> BRANO
++++++++

Queste sono domande che sempre più frequentemente ci si pone, soprattutto dopo aver sentito parlare al telegiornale della quantità degli episodi di violenza sulle donne: nel 2020, sono state 113 le vittime di femminicidio in Italia, di cui 99 in ambito familiare/affettivo, tra queste 67 sono avvenute per mano di partner o ex partner [1]. Tali notizie sono accompagnate da incredulità e molti quesiti sul perché sia così difficile allontanarsi da un partner violento.

È importante avere a mente che si tratta di un fenomeno presente a tutti i livelli della società, al di là di età, cultura, titoli di studio o classe sociale. Non bisogna, inoltre, alzare un muro tra noi e tali eventi pensando che si tratti di situazioni che non ci potranno mai toccare.

Perché si parla di violenza sulle donne e mai sugli uomini?

La violenza sugli uomini esiste ed è un fenomeno di altrettanta importanza e considerazione. In questo articolo ci concentreremo, però, sulla violenza esercitata nella coppia da parte di un uomo poiché i dati relativi al fenomeno indicano un’incidenza numericamente maggiore dei casi di violenza sulla donna, specie quelli con esito letale.

Si tratta davvero di amore?

++++++++

> CONSEGNA 1
Secondo il brano, quante sono state le vittime di femminicidio in Italia nel 2020?

(Voci tratte da una raccolta)

++++++++

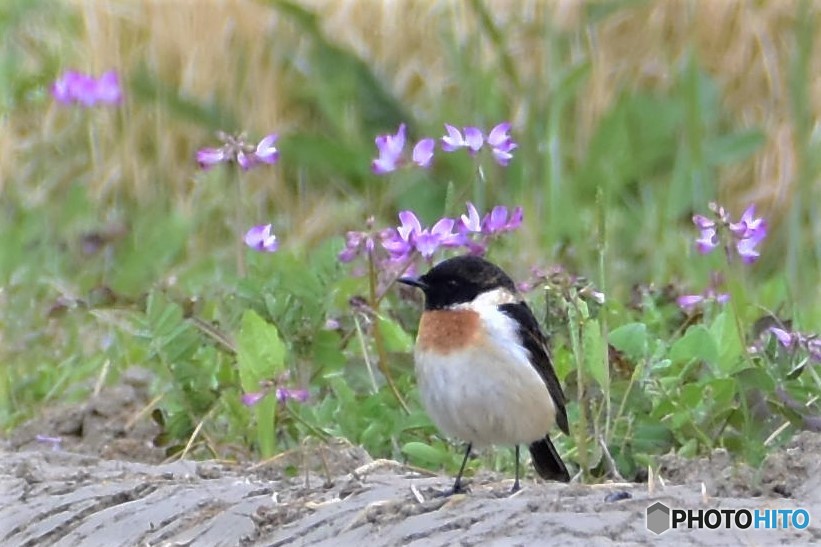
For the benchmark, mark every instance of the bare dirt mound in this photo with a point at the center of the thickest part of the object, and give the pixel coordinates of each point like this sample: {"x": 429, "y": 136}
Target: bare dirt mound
{"x": 60, "y": 498}
{"x": 114, "y": 493}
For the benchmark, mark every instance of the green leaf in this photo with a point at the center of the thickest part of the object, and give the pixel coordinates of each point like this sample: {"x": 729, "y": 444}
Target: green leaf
{"x": 326, "y": 352}
{"x": 424, "y": 453}
{"x": 395, "y": 338}
{"x": 697, "y": 343}
{"x": 630, "y": 339}
{"x": 260, "y": 351}
{"x": 725, "y": 333}
{"x": 260, "y": 356}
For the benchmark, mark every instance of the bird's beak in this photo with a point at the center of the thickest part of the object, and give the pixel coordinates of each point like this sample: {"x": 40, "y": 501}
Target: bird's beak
{"x": 413, "y": 282}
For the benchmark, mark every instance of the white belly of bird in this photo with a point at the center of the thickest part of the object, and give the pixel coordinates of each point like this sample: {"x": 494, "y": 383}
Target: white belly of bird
{"x": 490, "y": 395}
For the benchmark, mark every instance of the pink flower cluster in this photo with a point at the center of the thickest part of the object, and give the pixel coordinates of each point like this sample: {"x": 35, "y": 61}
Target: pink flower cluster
{"x": 392, "y": 156}
{"x": 237, "y": 149}
{"x": 411, "y": 238}
{"x": 73, "y": 87}
{"x": 744, "y": 236}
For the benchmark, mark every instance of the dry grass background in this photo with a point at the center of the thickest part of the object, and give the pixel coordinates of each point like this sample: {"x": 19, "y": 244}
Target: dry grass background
{"x": 194, "y": 46}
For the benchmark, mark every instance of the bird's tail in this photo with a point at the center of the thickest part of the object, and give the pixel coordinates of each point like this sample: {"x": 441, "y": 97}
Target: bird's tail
{"x": 547, "y": 462}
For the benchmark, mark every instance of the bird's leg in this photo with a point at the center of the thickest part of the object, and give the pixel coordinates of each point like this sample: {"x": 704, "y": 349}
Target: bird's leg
{"x": 457, "y": 486}
{"x": 516, "y": 485}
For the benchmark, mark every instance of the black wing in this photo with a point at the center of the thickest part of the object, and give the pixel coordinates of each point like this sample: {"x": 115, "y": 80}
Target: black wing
{"x": 535, "y": 343}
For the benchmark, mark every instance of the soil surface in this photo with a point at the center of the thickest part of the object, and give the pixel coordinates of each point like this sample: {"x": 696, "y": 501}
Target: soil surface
{"x": 105, "y": 485}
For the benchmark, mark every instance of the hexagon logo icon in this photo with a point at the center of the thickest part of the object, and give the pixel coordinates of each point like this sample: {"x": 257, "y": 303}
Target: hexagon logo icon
{"x": 658, "y": 518}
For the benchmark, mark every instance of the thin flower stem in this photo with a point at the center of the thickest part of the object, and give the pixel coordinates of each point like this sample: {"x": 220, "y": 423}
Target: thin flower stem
{"x": 396, "y": 277}
{"x": 361, "y": 337}
{"x": 238, "y": 228}
{"x": 382, "y": 355}
{"x": 314, "y": 429}
{"x": 480, "y": 189}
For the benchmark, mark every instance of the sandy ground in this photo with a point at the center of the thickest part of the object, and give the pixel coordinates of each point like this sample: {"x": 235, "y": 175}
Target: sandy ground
{"x": 116, "y": 494}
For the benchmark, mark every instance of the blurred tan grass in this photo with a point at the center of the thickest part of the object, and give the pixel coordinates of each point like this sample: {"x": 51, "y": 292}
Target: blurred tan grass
{"x": 196, "y": 47}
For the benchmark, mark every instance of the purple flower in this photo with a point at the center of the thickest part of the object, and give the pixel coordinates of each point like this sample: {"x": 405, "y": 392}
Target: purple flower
{"x": 745, "y": 235}
{"x": 237, "y": 149}
{"x": 410, "y": 235}
{"x": 454, "y": 140}
{"x": 390, "y": 149}
{"x": 423, "y": 152}
{"x": 74, "y": 87}
{"x": 785, "y": 338}
{"x": 749, "y": 226}
{"x": 497, "y": 220}
{"x": 688, "y": 302}
{"x": 707, "y": 240}
{"x": 501, "y": 143}
{"x": 810, "y": 343}
{"x": 470, "y": 222}
{"x": 262, "y": 238}
{"x": 266, "y": 152}
{"x": 441, "y": 234}
{"x": 209, "y": 157}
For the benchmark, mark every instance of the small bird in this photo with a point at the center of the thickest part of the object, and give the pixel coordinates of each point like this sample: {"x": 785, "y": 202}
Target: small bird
{"x": 483, "y": 366}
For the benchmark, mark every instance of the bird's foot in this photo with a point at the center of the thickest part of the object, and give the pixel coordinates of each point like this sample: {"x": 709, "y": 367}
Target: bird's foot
{"x": 458, "y": 488}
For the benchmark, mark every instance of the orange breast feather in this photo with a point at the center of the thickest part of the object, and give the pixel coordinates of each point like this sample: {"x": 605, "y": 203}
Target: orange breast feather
{"x": 444, "y": 331}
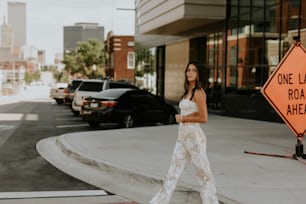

++++++++

> CONSEGNA 2
Ricopia senza modifiche le righe dell'elenco che vanno da quella contenente "For the benchmark, mark every instance of the bird's foot" fino alla fine dell'elenco, estremi inclusi. Lascia fuori le immagini.

> RISPOSTA 1
Nel 2020 le vittime di femminicidio in Italia sono state 113.

> RISPOSTA 2
For the benchmark, mark every instance of the bird's foot in this photo with a point at the center of the thickest part of the object, and give the pixel coordinates of each point like this sample: {"x": 709, "y": 367}
Target: bird's foot
{"x": 458, "y": 488}
For the benchmark, mark every instance of the orange breast feather in this photo with a point at the center of the thickest part of the object, and give the pixel coordinates of each point like this sample: {"x": 605, "y": 203}
Target: orange breast feather
{"x": 444, "y": 331}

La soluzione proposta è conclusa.